- What is expected -
Find where "Q: Point out each instance of the concrete" appears in the records below, then return that line and every later line exactly, stopping only at the last line.

- Data for processing -
▬▬▬▬▬▬▬▬▬▬
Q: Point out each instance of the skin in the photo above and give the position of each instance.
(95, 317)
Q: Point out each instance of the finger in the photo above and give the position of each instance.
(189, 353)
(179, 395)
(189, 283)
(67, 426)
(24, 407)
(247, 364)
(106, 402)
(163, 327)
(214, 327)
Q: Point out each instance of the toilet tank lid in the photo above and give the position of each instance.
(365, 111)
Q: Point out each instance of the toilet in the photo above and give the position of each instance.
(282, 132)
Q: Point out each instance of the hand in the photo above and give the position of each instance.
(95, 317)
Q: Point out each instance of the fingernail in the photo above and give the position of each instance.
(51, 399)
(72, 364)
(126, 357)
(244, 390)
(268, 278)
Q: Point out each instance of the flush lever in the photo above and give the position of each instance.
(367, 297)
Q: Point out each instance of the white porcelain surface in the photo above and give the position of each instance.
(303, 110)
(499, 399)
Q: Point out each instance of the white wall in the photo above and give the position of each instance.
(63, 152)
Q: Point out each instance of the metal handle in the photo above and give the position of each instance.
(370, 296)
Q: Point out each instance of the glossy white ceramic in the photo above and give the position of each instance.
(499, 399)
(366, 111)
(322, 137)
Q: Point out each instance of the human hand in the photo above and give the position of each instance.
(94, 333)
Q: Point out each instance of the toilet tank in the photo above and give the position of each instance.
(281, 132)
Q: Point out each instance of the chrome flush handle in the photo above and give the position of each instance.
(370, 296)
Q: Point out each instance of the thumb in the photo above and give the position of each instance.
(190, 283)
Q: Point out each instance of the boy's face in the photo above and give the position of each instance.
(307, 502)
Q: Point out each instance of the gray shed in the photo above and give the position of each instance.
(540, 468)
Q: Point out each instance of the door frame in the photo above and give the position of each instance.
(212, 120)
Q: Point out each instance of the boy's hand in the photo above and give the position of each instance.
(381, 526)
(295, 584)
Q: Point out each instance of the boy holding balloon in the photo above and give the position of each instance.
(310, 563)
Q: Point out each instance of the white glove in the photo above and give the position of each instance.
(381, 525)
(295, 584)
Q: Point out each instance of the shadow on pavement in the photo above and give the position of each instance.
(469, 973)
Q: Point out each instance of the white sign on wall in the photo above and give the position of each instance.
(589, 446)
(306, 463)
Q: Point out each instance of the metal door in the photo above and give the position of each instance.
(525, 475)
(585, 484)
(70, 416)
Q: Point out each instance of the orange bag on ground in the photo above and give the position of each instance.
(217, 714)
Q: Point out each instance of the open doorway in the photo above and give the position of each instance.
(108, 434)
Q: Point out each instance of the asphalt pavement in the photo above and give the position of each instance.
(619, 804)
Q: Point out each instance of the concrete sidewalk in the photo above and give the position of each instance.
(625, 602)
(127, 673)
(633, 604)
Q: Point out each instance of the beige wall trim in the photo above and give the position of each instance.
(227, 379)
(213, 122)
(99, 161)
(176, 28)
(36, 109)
▬▬▬▬▬▬▬▬▬▬
- Response to the exercise -
Q: Point out each instance of the concrete sidewalk in the photo above and give the position of each instance.
(625, 602)
(127, 673)
(633, 604)
Q: Point out each instance of the beige wall trim in the photo above and give the position of each instance.
(227, 379)
(213, 122)
(99, 161)
(176, 28)
(36, 109)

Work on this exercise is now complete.